### [Task to complete]
Reproduce every entry exactly and leave its pictures out.

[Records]
--- --- ---

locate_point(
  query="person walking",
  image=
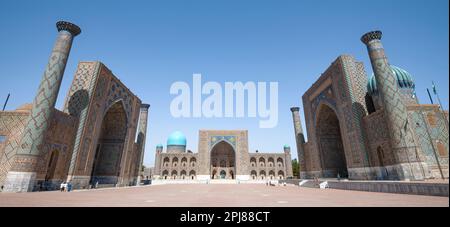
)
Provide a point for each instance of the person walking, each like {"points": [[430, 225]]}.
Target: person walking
{"points": [[62, 186]]}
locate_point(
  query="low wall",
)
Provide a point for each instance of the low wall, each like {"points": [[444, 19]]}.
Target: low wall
{"points": [[401, 187], [414, 188]]}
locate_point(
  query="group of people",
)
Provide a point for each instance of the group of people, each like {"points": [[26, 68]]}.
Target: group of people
{"points": [[65, 187], [274, 183]]}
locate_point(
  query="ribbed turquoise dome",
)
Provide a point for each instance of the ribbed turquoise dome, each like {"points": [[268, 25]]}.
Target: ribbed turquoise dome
{"points": [[176, 138], [404, 80]]}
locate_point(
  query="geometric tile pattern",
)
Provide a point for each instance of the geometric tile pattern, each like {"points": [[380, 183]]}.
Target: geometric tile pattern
{"points": [[12, 125], [45, 99], [394, 108]]}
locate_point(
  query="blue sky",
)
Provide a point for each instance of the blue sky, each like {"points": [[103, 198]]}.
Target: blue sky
{"points": [[151, 44]]}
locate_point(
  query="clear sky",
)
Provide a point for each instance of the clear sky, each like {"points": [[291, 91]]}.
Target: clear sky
{"points": [[151, 44]]}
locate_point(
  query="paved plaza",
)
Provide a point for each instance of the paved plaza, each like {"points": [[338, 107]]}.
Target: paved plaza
{"points": [[217, 195]]}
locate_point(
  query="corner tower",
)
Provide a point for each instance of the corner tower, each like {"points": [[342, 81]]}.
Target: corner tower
{"points": [[408, 164]]}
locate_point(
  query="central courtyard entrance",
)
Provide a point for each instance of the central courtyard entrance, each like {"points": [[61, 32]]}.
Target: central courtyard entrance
{"points": [[330, 143], [223, 161], [110, 146]]}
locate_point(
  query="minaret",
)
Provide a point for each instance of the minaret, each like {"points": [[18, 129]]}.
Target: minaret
{"points": [[408, 165], [288, 160], [142, 133], [300, 140], [22, 175], [157, 168]]}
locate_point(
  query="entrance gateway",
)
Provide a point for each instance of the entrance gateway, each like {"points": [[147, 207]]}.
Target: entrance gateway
{"points": [[222, 155]]}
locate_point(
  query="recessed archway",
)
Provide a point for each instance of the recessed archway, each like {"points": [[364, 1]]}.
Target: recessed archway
{"points": [[330, 143], [110, 146], [223, 156]]}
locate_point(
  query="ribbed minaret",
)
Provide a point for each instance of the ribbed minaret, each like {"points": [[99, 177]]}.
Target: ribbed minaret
{"points": [[142, 133], [408, 164], [300, 140], [288, 160], [22, 175], [157, 168]]}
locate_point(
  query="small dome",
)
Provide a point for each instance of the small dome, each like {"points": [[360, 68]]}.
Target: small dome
{"points": [[176, 138], [404, 80]]}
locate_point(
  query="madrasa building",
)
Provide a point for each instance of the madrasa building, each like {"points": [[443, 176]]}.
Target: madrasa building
{"points": [[98, 137], [370, 128], [222, 155]]}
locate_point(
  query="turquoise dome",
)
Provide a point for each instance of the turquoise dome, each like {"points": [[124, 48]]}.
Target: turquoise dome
{"points": [[404, 80], [176, 138]]}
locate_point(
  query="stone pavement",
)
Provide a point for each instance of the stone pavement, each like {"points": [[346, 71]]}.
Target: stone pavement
{"points": [[217, 195]]}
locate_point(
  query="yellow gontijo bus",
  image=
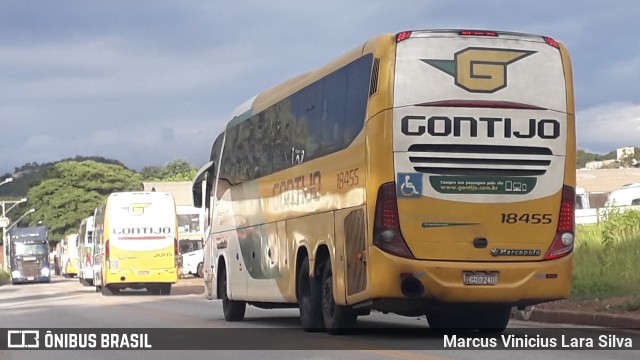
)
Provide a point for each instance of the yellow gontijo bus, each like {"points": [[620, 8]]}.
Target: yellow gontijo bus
{"points": [[136, 236], [426, 172]]}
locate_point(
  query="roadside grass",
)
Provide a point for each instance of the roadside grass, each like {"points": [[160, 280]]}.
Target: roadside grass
{"points": [[607, 259]]}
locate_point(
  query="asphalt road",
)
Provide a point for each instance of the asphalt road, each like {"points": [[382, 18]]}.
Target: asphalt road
{"points": [[265, 334]]}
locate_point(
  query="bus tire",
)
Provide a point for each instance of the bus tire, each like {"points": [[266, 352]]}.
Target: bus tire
{"points": [[338, 319], [233, 310], [108, 290], [309, 301], [200, 271]]}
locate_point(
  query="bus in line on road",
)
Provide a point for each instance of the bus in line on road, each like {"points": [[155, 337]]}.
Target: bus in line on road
{"points": [[136, 234], [422, 173], [29, 254], [85, 251]]}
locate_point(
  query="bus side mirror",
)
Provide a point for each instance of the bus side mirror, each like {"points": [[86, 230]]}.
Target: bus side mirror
{"points": [[203, 174]]}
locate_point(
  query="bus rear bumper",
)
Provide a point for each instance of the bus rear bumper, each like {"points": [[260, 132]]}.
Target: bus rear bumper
{"points": [[517, 283], [140, 278]]}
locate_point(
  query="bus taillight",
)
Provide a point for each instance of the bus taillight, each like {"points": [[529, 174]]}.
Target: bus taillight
{"points": [[386, 228], [564, 240]]}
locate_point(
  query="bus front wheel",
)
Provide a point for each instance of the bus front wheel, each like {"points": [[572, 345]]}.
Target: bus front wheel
{"points": [[337, 318], [233, 310]]}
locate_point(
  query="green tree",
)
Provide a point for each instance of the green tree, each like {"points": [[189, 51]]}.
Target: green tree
{"points": [[177, 170], [72, 190]]}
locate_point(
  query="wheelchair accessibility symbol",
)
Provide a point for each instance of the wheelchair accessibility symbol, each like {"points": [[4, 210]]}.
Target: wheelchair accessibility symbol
{"points": [[409, 185]]}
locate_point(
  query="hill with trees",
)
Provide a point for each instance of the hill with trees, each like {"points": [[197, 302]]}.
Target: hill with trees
{"points": [[65, 192]]}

--- --- ---

### [Correct result]
locate_point(
  query="person walking",
  image=
)
Provide a point for each instance of the person walking, each like {"points": [[430, 225]]}.
Target: person walking
{"points": [[62, 186]]}
locate_point(
  query="low wall",
)
Provide a point for each instance of the low wall, each like {"points": [[444, 19]]}.
Target: low wall
{"points": [[401, 187], [414, 188]]}
locate_point(
  query="group of people",
)
Provide a point for each instance of the group of people, each like {"points": [[26, 68]]}.
Target: group of people
{"points": [[65, 187], [274, 183]]}
locate_point(
  query="ribbed turquoise dome",
)
Provide a point for each instance of the ribbed turquoise dome, each like {"points": [[268, 25]]}.
Target: ribbed turquoise dome
{"points": [[176, 138], [404, 80]]}
locate_point(
  query="geometric tile pattern",
)
Provide a point for each instance of the geometric tile pattern, each like {"points": [[380, 183]]}.
Target: geometric tile pattern
{"points": [[12, 125], [45, 99], [394, 108]]}
locate_point(
  query="blue sky",
)
Provide a point for each instance of the blue sky, each like {"points": [[103, 198]]}.
Target: blue sky
{"points": [[151, 44]]}
locate_point(
  query="clear sky",
)
Provide a point for each instance of the clear sky, each like {"points": [[291, 91]]}.
Target: clear sky
{"points": [[151, 44]]}
locate_point(
  query="paved plaza",
)
Provide a point for each instance of the paved plaza, each like {"points": [[338, 107]]}.
Target: paved plaza
{"points": [[217, 195]]}
locate_point(
  query="corner tower",
)
Provide a point for each instance of the corner tower, each like {"points": [[342, 81]]}.
Target: corner tower
{"points": [[408, 164]]}
locate_point(
  query="central courtyard entrance",
)
Provide a point for each instance of the central courtyard entrance, each like {"points": [[61, 32]]}.
Target: central courtyard entrance
{"points": [[330, 143], [223, 161], [110, 146]]}
locate_point(
  query="minaret",
)
Provide a point for each instance of the minaret, each like {"points": [[18, 129]]}.
Target: minaret
{"points": [[408, 165], [288, 160], [142, 133], [300, 140], [22, 175], [157, 168]]}
locate_point(
  query="entrance gateway",
)
Provide a point for each instance of the entrance gateway, each like {"points": [[147, 207]]}.
Target: entrance gateway
{"points": [[222, 155]]}
locate_point(
  query="recessed archway",
)
Provide a point for each instance of the recessed archway, each like {"points": [[364, 1]]}.
Target: recessed archway
{"points": [[330, 143], [110, 146], [223, 156]]}
locate_point(
  query="ribbed minaret",
)
Provide a point for each instance of the ribbed minaret, each like {"points": [[99, 177]]}.
Target: ribbed minaret
{"points": [[142, 133], [408, 164], [300, 140], [288, 160], [22, 175], [157, 168]]}
locate_point(
  query="small dome",
)
Provide a point for each instance of the small dome, each like {"points": [[360, 68]]}.
Target: small dome
{"points": [[176, 138], [404, 80]]}
locate_point(
  query="madrasa building",
)
Provide a point for each instance of the madrasa building, each like {"points": [[443, 176]]}.
Target: madrasa building
{"points": [[98, 137], [370, 128], [222, 155]]}
locate_point(
  query="turquoise dome",
)
Provide a point for each instance of the turquoise dome, each like {"points": [[124, 48]]}.
Target: turquoise dome
{"points": [[404, 80], [176, 138]]}
locate_point(
  query="stone pavement",
)
Provide a point for each instance of the stone pavement, each like {"points": [[346, 71]]}.
Target: stone pavement
{"points": [[217, 195]]}
locate_point(
  query="yellow gontijo bus",
  image=
)
Provide a point for each instance of the yellow gontijo bus, each like {"points": [[620, 8]]}.
Target: yellow gontijo bus
{"points": [[136, 236], [426, 172]]}
locate_point(
  query="roadside grass",
)
Provide a point for each instance of the roadside grass, each like {"points": [[160, 280]]}.
Target: roadside grass
{"points": [[607, 259]]}
locate_point(
  query="asphalt road",
)
Provide a point for each instance of the asphalt road, each like {"points": [[382, 18]]}.
Target: asphalt road
{"points": [[265, 334]]}
locate_point(
  query="bus tire",
)
Provide a point for each instance of the bus tire, each like {"points": [[266, 352]]}.
Target: bus tire
{"points": [[338, 319], [233, 310], [108, 290], [309, 301], [200, 271]]}
locate_point(
  query="bus in line on road",
)
Provide a point for each instance of the bus in line on road, each like {"points": [[155, 337]]}.
Target: bus in line on road
{"points": [[136, 234], [422, 173], [29, 254], [85, 251]]}
locate_point(
  query="bus side mirror",
)
Provide a point for each instance of the bus side mirror, each like {"points": [[86, 230]]}.
Target: bus side mirror
{"points": [[203, 174]]}
locate_point(
  query="bus rear bumper",
)
Provide a point for each instance of the bus rear bumper, each like {"points": [[260, 132]]}.
Target: bus rear bumper
{"points": [[517, 283], [140, 278]]}
locate_point(
  query="bus taillight",
)
Provide a point for each instance of the bus taillight, each like {"points": [[529, 174]]}.
Target: bus taillight
{"points": [[386, 228], [564, 240]]}
locate_point(
  query="bus front wheel",
)
Provide a point for each instance of the bus front wheel, each like {"points": [[572, 345]]}.
Target: bus front wheel
{"points": [[337, 318], [233, 310]]}
locate_point(
  query="green tree",
)
Provide a point for each instance of the green tree, each like {"points": [[189, 51]]}.
Target: green tree
{"points": [[177, 170], [72, 190]]}
locate_point(
  query="wheelchair accessibility symbol",
)
Provide a point for each instance of the wheelchair accessibility symbol, each like {"points": [[4, 210]]}.
Target: wheelchair accessibility symbol
{"points": [[409, 185]]}
locate_point(
  query="hill with trees",
)
Provide a point for each instance of the hill with trees, each like {"points": [[197, 302]]}.
Target: hill with trees
{"points": [[65, 192]]}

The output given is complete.